INSTRUCTION >>
Reproduce verbatim the stretch of records from the line containing "[tag] one dot per instance, sample [419,207]." through the end of the records, and output only those lines.

[Object point labels]
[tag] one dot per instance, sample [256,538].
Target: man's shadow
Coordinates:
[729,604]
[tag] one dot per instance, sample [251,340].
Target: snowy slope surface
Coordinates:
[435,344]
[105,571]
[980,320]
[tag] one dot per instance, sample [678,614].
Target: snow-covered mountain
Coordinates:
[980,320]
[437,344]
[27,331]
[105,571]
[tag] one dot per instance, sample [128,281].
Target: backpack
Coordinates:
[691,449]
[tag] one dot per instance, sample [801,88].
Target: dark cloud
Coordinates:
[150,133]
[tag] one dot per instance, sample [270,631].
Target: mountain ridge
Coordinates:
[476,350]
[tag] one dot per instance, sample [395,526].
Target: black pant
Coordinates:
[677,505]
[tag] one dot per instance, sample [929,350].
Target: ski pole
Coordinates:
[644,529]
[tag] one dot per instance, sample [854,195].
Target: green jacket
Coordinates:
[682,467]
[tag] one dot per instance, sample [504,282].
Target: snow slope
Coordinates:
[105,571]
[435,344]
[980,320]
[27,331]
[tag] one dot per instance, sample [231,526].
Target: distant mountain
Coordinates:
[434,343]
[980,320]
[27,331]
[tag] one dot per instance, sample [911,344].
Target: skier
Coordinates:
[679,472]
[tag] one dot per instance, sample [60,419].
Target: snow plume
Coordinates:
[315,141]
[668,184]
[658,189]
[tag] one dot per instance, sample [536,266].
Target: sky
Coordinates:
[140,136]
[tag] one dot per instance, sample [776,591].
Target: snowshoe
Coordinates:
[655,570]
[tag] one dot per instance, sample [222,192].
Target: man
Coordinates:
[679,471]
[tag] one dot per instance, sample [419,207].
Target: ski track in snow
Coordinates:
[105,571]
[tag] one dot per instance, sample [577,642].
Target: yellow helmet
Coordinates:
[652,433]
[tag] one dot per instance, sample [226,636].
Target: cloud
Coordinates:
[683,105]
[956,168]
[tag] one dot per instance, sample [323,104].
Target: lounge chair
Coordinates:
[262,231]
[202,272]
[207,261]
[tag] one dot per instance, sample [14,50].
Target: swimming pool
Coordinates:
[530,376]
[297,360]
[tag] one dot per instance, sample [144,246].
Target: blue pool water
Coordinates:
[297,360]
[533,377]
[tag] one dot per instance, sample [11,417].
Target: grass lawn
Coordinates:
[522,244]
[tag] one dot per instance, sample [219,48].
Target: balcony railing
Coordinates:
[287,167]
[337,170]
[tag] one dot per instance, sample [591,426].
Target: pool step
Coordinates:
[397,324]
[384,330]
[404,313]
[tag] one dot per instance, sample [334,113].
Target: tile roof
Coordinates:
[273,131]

EXERCISE RESULT >>
[tag] one dot per instance, sample [419,207].
Target: ski track in snow
Coordinates:
[105,571]
[tag] one dot per instance, sample [577,642].
Target: yellow helmet
Coordinates:
[652,433]
[tag] one dot per instance, sample [226,636].
Target: cloud
Coordinates:
[683,105]
[956,168]
[tag] one dot per instance, sample [323,104].
Target: lounge chair
Coordinates:
[262,231]
[202,272]
[207,261]
[tag] one dot per instance, sample [14,50].
Target: swimming pool
Coordinates:
[530,376]
[297,360]
[tag] one dot per instance, sample [144,246].
Target: blue pool water
Coordinates:
[297,360]
[533,377]
[tag] one dot per instance, sample [11,417].
Target: grass lawn
Coordinates:
[522,244]
[tag] one dot per instance, sample [219,48].
Target: balcony railing
Coordinates:
[287,167]
[337,170]
[tag] one dot per instance, sample [591,426].
Target: pool step
Coordinates:
[397,324]
[384,330]
[404,313]
[tag] one dot per instance, sample [334,113].
Target: tile roof
Coordinates:
[273,131]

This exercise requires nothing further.